> _Required work_
Quote, word for word, every line starting at the line that contains "Task: Where can the soldier standing" and ending with the last line of the records; include both of these lines and no others.
(begin)
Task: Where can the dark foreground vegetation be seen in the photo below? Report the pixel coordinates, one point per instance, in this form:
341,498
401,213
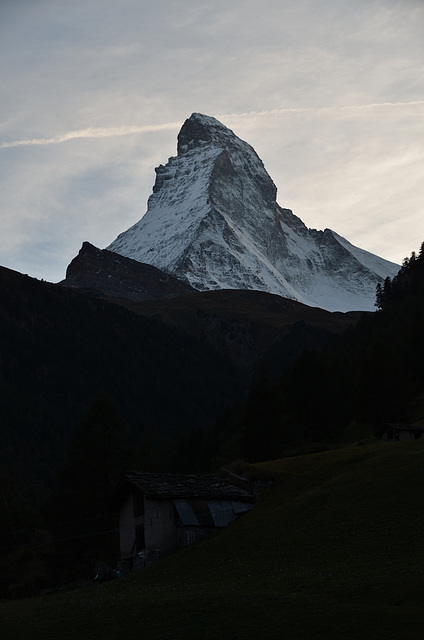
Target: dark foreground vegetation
135,393
333,551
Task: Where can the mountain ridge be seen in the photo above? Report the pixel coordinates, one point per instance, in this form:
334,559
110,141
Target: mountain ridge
213,221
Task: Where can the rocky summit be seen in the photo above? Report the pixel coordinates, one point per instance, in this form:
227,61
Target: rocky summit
213,221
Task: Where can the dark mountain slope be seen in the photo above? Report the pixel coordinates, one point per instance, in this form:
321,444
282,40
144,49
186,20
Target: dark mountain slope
110,275
242,324
59,349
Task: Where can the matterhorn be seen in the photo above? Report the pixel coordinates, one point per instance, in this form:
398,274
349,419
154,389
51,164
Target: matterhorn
213,221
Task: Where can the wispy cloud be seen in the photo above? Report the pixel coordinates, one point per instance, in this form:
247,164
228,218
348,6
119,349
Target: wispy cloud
111,132
91,132
357,107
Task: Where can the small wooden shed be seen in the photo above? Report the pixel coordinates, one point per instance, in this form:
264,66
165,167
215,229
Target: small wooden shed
161,512
400,431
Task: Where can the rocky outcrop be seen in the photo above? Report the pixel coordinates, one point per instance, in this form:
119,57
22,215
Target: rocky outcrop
110,275
213,221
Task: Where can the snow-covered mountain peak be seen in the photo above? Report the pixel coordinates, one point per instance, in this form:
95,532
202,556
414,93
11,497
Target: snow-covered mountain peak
213,221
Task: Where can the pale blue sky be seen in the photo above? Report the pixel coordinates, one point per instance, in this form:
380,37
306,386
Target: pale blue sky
330,93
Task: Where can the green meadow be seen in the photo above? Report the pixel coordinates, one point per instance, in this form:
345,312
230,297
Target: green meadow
334,550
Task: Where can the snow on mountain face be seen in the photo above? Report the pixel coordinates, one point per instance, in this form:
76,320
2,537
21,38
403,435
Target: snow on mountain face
213,221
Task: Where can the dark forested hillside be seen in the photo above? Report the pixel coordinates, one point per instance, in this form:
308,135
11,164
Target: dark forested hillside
59,349
349,390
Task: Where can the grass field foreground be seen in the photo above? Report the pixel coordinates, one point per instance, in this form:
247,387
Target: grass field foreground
334,550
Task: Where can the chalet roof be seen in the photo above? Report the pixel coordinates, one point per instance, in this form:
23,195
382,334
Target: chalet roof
398,426
174,486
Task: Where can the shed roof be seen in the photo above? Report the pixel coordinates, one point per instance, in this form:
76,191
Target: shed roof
163,486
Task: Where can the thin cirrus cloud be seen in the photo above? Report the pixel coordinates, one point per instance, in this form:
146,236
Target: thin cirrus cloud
110,132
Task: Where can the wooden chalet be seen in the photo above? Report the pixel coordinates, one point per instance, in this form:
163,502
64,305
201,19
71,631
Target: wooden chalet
399,431
159,513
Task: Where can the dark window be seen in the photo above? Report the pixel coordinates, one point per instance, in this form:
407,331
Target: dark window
138,504
139,538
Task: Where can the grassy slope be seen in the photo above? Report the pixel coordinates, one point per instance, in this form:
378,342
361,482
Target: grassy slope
335,550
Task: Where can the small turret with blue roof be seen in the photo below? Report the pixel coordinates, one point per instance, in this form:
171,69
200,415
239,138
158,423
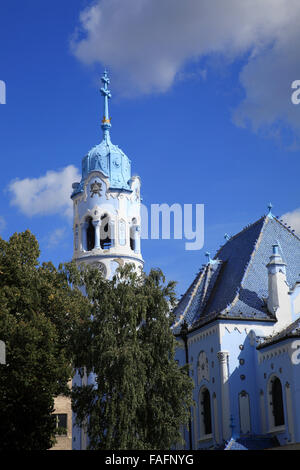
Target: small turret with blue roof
107,204
106,157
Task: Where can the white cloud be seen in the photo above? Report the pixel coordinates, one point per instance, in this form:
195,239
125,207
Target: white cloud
47,195
2,223
147,44
293,219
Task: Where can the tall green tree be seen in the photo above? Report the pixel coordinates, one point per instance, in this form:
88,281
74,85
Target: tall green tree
141,398
40,316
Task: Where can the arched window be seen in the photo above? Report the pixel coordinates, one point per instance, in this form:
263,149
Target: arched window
205,412
90,234
105,233
277,402
133,235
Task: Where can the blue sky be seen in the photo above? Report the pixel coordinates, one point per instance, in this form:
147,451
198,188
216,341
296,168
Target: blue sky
204,118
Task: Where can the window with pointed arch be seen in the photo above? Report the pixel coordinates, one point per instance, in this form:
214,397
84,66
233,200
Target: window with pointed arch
90,234
276,402
105,232
205,413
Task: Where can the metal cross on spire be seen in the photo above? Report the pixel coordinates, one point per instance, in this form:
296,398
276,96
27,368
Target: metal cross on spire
106,125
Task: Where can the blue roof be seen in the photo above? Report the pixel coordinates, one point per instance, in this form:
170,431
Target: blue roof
251,443
290,332
235,285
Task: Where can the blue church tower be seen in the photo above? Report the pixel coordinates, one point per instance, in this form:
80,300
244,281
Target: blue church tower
106,219
107,204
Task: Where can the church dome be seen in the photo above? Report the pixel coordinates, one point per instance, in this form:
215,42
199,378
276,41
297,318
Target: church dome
106,157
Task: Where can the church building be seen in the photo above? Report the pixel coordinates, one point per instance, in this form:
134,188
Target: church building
239,326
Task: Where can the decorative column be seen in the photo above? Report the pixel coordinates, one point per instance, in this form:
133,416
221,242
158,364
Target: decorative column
96,224
224,376
84,226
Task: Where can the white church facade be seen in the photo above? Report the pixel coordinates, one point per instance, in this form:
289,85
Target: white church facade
238,323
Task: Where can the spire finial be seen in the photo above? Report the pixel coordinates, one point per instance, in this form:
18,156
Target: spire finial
270,210
106,125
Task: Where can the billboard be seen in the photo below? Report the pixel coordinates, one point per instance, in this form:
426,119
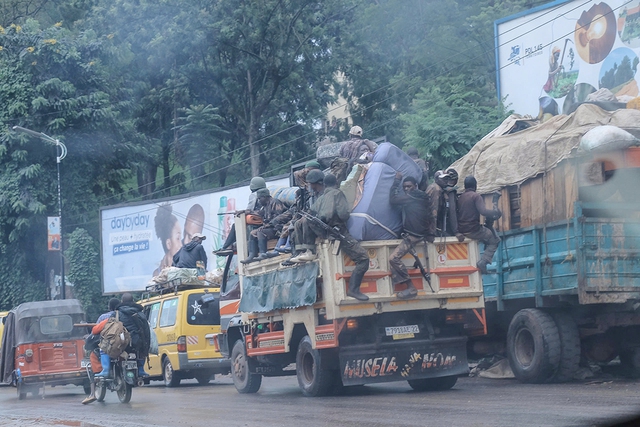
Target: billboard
138,241
549,59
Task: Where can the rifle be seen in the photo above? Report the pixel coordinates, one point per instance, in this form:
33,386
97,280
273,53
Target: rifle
488,222
333,232
418,263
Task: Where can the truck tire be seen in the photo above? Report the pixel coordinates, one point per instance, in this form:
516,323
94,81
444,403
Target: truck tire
245,381
569,347
170,377
433,384
630,362
533,346
313,378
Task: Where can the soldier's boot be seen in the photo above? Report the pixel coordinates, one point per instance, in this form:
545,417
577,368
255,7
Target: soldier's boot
354,287
253,251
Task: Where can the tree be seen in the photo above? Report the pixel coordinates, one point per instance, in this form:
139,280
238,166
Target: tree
83,257
52,81
272,63
448,117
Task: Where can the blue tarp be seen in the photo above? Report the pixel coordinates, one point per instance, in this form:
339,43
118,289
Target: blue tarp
285,288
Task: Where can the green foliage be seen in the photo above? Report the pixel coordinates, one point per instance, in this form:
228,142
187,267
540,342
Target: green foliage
448,117
83,258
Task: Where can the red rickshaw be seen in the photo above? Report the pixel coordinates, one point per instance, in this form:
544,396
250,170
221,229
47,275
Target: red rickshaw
41,346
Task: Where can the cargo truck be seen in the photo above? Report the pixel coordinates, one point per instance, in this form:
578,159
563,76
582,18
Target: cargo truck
298,320
564,288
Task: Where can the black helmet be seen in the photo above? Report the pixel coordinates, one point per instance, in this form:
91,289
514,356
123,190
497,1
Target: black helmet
452,176
470,182
315,176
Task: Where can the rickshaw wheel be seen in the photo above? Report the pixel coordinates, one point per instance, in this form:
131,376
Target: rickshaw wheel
101,391
124,392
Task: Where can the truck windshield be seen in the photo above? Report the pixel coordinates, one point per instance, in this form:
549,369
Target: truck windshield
199,313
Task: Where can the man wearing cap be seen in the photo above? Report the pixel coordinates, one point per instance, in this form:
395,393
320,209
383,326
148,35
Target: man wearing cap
191,253
299,177
332,209
257,182
270,209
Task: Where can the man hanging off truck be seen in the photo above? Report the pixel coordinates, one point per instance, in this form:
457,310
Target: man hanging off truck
471,206
416,223
333,210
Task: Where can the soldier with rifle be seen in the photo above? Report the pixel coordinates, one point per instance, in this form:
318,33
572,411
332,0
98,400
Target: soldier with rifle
416,223
471,206
328,219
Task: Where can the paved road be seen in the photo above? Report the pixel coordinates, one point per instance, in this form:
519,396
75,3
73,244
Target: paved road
472,402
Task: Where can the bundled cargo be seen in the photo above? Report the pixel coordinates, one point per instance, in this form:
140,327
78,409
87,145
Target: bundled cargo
374,218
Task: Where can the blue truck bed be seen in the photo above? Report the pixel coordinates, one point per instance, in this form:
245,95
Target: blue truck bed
587,259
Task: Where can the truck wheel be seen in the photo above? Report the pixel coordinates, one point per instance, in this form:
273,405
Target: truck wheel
533,346
171,378
245,381
630,362
433,384
569,347
313,379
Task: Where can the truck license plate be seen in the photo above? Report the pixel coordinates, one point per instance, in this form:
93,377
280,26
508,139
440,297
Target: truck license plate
402,332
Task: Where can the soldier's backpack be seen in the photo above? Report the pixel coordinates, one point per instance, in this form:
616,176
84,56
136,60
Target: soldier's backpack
114,337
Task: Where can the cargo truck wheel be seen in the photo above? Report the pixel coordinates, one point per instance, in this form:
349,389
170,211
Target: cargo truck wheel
630,362
533,346
171,378
313,379
433,384
569,347
245,381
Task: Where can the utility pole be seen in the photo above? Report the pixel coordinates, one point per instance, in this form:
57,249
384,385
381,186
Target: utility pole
61,151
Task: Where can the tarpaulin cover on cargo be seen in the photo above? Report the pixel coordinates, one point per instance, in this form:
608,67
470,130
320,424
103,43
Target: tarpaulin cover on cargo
286,288
501,158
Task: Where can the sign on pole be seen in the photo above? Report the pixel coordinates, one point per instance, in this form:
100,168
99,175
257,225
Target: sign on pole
53,233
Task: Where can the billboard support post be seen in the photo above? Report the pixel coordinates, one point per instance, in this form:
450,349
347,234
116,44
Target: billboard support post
61,151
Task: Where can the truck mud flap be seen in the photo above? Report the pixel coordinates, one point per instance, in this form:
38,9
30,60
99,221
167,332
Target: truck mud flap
398,361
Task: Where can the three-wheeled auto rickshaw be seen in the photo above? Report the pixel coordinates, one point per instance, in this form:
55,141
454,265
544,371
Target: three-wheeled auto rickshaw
41,346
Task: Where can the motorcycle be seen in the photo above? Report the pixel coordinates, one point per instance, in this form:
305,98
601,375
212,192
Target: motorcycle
123,376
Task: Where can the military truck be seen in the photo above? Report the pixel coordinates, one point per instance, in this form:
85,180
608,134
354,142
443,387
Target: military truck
298,320
565,283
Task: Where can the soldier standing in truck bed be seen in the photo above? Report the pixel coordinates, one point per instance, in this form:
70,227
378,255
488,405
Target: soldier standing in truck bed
471,206
416,221
332,209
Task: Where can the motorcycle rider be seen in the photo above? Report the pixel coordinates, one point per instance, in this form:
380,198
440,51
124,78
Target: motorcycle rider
132,317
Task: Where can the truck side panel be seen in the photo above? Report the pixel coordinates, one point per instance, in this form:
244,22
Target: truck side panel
595,259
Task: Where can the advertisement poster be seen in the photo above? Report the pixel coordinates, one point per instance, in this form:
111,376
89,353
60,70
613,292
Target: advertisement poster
138,241
553,57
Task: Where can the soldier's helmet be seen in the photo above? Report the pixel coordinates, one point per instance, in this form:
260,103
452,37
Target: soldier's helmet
315,176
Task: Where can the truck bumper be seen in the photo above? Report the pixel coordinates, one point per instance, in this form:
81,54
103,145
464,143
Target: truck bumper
217,366
403,360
(end)
> _Exercise response_
Task: Where can the soldier standing in truck bed be seen in the photo above? Report the pixel coordinates, one point per instance, in this form:
70,227
378,255
488,405
Target: soldier standing in truck bed
471,206
416,221
332,209
Task: Where can the motorcycle rider be seen in the photo above? Report the pixel coordinates, one point per instance, in this form:
380,198
440,51
124,78
Target: motorcycle rider
132,317
Task: Where can the truck side panel be seen in the photo above? Report the pixel coordinates, one point per instance, in this form:
244,22
Target: truck side panel
595,259
Task: Where can the advertisement poster be seen in the photo above? Report the pixel coordinates, one point per instance, in this form:
111,376
89,353
60,70
613,292
Target: advertisement poster
138,241
553,57
Task: Where can the soldier's helmet be seen in the photo above? Report the pixel coordinates, one point per instance, in this form:
260,103
452,37
Target: soldier's helmet
315,176
Task: Where can the truck bumper be seen in the photo above? Report the pixel coordinates, one point per instance, in this form:
81,54
103,145
464,143
Target: truck bumper
217,366
403,360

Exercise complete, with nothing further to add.